Coastal advocates rally to restore Lower Nine wetlands
24th May 2021 · 0 Comments
By Ryan Whirty
Contributing Writer
In decades past, the Bayou Bienvenue Wetland Triangle in the Lower Ninth Ward was a natural jewel amongst an urban environment. A 12.1-mile-long sliver of brackish water, lilting cypress trees and native wildlife, residents need only have walked a short distance to access the water where they could cast fishing lines, relax and appreciate the natural world.
Today, what was a lush haven of wildlife and marsh is a mere shadow of its former self – a change neither for the better nor by natural means. Extensive logging decimated the waterborne cypress forest, stripping the area of its ecological resources and natural barriers.
That, combined with the steady degradation and largely man-made erosion of Louisiana’s Gulf Coast led to the near death of Bayou Bienvenue. The salinity of the water became so high that much of the wildlife native to the body of water died off or fled, which in turn invited the influx of non-native invasive species that further choked off the marsh’s natural beauty.
Then came the catastrophic impacts of Hurricane Katrina followed by the BP Deepwater Horizon oil spill disaster, and the coastal region, from the southern Gulf shoreline up into the bayous and wetlands surrounding New Orleans, suffered incalculable damage.
Now when Ninth Ward residents walk to the wood platform that overlooks Bayou Bienvenue, they see wide-open water, with just a few cypress trees left standing and only a handful of egrets and other birds flitting about. There’s very little fishing to be had, and community members no longer have the natural jewel that helped make the Lower Ninth Ward unique in an urbanized New Orleans.

Exercises to complete —
**a)** Answer these questions from the wetlands article:
(i) How long is the Bayou Bienvenue Wetland Triangle?
(ii) What decimated the waterborne cypress forest?
(iii) What do Ninth Ward residents walk to in order to overlook Bayou Bienvenue?
**b)** Print the passage of the wetlands article starting at "Then came the" and ending at "urbanized New Orleans.".
The entries are not needed for work on this article.

Entries provided —
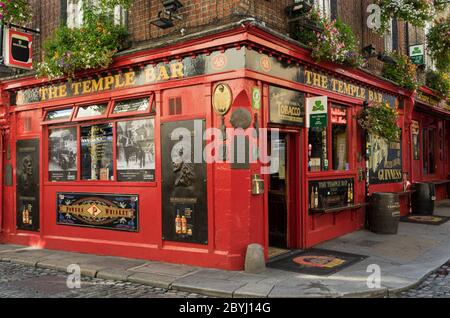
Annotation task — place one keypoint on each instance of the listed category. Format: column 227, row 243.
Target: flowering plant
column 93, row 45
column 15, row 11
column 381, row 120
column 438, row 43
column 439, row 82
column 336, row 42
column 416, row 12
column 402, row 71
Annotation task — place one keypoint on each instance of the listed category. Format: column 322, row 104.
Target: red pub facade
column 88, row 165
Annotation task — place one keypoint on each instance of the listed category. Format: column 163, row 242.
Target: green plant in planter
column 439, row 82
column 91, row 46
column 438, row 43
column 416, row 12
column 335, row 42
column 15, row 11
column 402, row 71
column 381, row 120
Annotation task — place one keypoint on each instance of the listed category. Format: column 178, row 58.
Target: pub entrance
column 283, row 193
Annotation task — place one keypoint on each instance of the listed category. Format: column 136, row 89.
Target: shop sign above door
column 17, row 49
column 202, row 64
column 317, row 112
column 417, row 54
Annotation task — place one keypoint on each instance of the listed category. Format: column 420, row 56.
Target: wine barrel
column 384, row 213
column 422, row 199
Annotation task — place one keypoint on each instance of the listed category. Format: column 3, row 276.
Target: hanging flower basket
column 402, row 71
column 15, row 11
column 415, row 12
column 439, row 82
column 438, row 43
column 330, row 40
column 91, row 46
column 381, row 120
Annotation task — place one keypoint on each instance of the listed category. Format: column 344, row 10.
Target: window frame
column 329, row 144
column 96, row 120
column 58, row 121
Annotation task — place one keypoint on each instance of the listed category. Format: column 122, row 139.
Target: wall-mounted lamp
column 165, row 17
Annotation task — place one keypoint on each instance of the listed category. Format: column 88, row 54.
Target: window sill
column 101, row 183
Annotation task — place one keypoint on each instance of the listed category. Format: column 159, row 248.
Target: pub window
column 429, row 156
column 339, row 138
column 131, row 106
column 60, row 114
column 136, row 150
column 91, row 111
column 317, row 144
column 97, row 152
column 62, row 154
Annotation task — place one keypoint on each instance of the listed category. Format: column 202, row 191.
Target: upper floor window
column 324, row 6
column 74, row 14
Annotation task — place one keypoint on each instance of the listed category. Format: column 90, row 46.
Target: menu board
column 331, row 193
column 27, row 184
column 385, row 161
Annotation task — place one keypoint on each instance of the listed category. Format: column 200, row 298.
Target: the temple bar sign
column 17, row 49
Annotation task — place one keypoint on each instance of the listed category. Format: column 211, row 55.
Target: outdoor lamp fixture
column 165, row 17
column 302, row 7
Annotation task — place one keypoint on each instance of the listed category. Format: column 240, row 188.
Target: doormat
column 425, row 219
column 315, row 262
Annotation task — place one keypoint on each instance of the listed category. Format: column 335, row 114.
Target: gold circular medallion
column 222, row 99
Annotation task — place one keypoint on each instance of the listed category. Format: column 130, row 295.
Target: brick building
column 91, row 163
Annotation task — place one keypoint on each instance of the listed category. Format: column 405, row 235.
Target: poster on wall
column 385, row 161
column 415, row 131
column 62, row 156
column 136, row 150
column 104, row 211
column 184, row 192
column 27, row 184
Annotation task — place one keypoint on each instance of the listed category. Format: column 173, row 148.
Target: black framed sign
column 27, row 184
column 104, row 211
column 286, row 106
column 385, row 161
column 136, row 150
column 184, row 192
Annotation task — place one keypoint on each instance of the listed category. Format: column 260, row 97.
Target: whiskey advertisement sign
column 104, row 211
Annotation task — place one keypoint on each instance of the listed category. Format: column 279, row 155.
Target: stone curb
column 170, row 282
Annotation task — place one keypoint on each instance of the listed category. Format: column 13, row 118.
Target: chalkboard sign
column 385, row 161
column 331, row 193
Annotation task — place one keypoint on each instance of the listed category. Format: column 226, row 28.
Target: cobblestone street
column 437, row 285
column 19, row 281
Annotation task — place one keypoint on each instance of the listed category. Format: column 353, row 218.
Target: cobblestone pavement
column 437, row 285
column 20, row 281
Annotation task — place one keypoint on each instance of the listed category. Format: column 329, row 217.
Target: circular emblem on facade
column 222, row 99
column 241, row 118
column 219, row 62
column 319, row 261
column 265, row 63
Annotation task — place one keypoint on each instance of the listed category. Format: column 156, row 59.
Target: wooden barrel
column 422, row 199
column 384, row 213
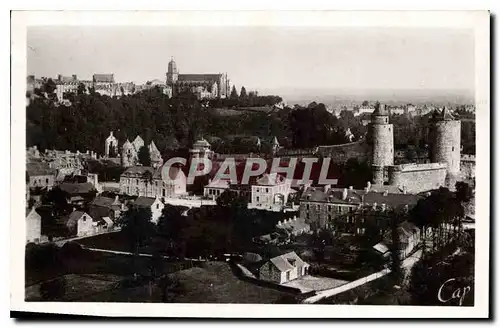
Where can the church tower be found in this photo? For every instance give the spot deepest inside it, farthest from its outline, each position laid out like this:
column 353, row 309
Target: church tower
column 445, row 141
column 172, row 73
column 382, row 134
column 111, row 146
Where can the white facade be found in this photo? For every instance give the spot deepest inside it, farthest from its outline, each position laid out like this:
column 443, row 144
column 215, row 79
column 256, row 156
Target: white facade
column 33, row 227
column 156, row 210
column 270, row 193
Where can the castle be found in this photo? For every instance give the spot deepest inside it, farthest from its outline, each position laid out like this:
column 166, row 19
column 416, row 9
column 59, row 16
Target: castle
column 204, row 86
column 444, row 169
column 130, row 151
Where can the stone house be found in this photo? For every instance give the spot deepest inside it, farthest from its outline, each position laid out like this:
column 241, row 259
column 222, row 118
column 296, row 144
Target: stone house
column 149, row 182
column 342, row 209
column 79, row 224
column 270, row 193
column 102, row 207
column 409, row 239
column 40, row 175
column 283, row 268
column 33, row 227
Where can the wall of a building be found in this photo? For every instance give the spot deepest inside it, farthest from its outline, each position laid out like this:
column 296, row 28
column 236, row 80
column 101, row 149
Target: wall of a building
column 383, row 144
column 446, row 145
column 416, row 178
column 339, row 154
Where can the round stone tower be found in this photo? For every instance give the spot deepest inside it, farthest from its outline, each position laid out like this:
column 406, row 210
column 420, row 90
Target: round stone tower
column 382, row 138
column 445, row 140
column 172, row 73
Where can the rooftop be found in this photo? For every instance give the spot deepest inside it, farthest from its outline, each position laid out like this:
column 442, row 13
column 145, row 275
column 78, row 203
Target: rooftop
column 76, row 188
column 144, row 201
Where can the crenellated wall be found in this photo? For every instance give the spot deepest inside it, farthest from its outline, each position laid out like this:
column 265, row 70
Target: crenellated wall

Solutions below —
**a)**
(i) 12.1 miles
(ii) Extensive logging
(iii) A wood platform

**b)**
Then came the catastrophic impacts of Hurricane Katrina followed by the BP Deepwater Horizon oil spill disaster, and the coastal region, from the southern Gulf shoreline up into the bayous and wetlands surrounding New Orleans, suffered incalculable damage.
Now when Ninth Ward residents walk to the wood platform that overlooks Bayou Bienvenue, they see wide-open water, with just a few cypress trees left standing and only a handful of egrets and other birds flitting about. There’s very little fishing to be had, and community members no longer have the natural jewel that helped make the Lower Ninth Ward unique in an urbanized New Orleans.